Object pointing data rows
╭──
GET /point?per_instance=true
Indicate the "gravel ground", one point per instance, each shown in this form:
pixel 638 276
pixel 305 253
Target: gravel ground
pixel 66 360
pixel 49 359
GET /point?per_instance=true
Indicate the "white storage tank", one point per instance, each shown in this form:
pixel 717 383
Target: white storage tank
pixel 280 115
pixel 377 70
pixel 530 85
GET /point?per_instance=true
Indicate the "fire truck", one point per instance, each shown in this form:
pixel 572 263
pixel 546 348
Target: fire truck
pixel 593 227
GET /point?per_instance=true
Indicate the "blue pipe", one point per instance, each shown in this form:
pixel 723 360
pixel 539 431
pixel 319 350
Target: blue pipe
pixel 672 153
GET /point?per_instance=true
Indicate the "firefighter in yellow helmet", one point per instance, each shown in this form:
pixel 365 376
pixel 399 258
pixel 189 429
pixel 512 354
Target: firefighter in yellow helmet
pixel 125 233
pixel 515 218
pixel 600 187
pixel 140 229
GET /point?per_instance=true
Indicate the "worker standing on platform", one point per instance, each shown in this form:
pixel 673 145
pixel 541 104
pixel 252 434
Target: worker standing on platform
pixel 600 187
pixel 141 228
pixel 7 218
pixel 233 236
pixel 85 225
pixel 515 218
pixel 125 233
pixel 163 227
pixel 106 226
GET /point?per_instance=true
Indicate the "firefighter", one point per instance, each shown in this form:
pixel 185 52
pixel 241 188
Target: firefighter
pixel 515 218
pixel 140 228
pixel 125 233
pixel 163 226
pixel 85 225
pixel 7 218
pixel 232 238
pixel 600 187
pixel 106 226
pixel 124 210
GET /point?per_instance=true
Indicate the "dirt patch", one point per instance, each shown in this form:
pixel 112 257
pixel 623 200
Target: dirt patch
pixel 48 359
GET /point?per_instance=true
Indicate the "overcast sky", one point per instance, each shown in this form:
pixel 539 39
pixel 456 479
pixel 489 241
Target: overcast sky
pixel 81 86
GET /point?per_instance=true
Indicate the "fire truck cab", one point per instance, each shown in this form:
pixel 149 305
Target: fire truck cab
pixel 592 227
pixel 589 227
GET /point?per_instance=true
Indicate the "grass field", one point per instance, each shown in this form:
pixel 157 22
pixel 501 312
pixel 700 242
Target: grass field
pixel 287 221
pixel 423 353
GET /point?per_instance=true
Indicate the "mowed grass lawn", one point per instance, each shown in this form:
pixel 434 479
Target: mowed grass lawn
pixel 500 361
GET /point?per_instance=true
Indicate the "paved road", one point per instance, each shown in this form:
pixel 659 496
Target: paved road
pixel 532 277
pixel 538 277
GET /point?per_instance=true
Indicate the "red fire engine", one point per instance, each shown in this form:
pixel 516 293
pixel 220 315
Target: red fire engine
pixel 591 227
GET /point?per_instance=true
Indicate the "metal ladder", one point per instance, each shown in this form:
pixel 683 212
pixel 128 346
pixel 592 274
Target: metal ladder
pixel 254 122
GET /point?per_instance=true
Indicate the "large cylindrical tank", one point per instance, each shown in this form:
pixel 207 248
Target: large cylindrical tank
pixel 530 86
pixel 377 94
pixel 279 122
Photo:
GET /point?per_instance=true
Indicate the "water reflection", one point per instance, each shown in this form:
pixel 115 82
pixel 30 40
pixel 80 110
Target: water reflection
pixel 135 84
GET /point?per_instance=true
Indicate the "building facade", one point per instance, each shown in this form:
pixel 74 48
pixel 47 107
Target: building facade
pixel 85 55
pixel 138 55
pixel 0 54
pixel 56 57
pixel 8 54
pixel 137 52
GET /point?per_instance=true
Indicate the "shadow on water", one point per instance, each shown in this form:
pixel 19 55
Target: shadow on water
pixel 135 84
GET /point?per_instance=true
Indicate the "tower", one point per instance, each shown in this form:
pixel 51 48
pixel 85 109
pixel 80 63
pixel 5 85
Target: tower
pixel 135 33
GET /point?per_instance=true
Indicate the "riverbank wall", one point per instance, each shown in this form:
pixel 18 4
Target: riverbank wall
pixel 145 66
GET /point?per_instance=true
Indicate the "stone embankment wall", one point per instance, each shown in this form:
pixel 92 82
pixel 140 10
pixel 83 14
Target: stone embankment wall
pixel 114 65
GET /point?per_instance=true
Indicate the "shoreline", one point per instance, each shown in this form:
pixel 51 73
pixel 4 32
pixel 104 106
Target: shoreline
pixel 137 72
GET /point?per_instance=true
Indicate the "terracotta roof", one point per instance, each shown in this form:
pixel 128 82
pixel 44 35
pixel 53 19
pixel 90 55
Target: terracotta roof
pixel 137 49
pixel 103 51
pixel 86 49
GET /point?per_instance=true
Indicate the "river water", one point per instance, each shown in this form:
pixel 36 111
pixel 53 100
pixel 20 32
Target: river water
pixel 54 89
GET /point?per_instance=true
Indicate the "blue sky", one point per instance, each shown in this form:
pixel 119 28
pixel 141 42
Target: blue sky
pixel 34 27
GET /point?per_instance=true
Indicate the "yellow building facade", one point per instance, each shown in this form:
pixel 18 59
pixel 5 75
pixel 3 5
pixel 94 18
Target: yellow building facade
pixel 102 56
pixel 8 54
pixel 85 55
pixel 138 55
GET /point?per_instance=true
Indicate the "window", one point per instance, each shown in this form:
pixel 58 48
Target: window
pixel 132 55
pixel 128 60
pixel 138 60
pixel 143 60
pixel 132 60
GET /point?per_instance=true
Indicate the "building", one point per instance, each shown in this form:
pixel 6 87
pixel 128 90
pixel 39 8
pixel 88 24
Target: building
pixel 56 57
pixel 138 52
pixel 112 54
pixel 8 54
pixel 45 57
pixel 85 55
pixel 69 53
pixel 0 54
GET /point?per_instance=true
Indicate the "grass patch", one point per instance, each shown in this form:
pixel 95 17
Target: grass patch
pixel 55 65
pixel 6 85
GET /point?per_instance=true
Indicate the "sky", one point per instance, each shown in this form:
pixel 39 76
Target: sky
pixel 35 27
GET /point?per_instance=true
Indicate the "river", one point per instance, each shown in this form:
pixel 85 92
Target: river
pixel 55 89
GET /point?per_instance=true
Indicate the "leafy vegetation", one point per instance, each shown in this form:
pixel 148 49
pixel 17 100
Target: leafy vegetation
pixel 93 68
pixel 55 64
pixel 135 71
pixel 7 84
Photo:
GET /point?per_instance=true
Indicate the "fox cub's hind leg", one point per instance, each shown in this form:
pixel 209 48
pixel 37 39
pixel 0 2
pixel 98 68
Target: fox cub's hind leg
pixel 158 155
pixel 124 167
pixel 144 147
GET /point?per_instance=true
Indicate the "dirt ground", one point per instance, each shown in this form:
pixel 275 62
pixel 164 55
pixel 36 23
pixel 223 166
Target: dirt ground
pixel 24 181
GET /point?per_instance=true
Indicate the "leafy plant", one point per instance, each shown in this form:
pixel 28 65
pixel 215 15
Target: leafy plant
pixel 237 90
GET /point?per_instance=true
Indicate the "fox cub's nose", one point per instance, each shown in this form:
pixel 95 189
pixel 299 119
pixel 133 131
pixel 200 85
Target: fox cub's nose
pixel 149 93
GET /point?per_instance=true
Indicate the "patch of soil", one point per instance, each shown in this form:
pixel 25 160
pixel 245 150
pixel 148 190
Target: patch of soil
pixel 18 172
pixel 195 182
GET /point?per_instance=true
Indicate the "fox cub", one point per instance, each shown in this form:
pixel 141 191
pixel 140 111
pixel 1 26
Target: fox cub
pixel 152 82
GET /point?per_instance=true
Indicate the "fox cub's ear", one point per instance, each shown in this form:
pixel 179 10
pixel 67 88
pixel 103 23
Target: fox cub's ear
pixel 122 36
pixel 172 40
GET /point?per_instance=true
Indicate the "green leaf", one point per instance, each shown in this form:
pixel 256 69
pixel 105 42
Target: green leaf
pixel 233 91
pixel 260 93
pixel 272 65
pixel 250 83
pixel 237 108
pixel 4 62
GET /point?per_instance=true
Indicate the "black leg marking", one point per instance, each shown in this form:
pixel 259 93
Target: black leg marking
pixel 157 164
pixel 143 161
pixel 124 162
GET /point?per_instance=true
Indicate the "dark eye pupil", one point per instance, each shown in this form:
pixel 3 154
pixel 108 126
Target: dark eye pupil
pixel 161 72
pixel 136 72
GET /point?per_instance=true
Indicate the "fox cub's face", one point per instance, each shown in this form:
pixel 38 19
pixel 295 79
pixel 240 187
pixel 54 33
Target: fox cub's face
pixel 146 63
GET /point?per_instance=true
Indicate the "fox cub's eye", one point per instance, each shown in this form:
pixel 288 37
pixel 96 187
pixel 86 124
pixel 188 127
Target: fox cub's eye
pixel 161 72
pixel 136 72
╰──
Task goal:
Rewrite the stretch from the start of the entries through the line containing "pixel 48 359", substituting "fire engine" for "fire truck" and leaving everything else unchanged. Give only those lines.

Written response:
GET /point?per_instance=true
Indicate the "gravel ground", one point per instance, each shown in this form:
pixel 638 276
pixel 305 253
Target: gravel ground
pixel 66 360
pixel 49 359
GET /point?per_instance=true
Indicate the "white storage tank", one point per instance, each shown in this form:
pixel 717 383
Target: white storage tank
pixel 280 115
pixel 377 70
pixel 530 85
GET /point?per_instance=true
Indicate the "fire engine", one point per instance, each shown in this form:
pixel 572 263
pixel 546 348
Target: fire engine
pixel 593 227
GET /point?per_instance=true
Indicate the "blue pipe", one point per instance, each shown in this form:
pixel 723 360
pixel 539 431
pixel 319 350
Target: blue pipe
pixel 672 153
GET /point?per_instance=true
Indicate the "firefighter in yellow helmet", one point per instance, each shown in this form:
pixel 365 376
pixel 399 258
pixel 189 429
pixel 512 354
Target: firefighter in yellow helmet
pixel 125 233
pixel 515 218
pixel 600 187
pixel 140 229
GET /point?per_instance=true
Indicate the "worker standing on platform", one point per instance, each shown in this form:
pixel 673 145
pixel 541 104
pixel 252 434
Target: worker standing on platform
pixel 600 187
pixel 141 228
pixel 7 218
pixel 233 236
pixel 85 225
pixel 515 218
pixel 125 233
pixel 163 227
pixel 106 226
GET /point?per_instance=true
Indicate the "firefighter", one point per instance, each shown in this form:
pixel 185 52
pixel 241 188
Target: firefighter
pixel 515 218
pixel 140 228
pixel 125 233
pixel 163 226
pixel 85 225
pixel 7 218
pixel 232 238
pixel 600 187
pixel 106 226
pixel 124 210
GET /point?per_instance=true
Indicate the "dirt patch", one point per instance, each shown in this form:
pixel 112 257
pixel 623 200
Target: dirt patch
pixel 48 359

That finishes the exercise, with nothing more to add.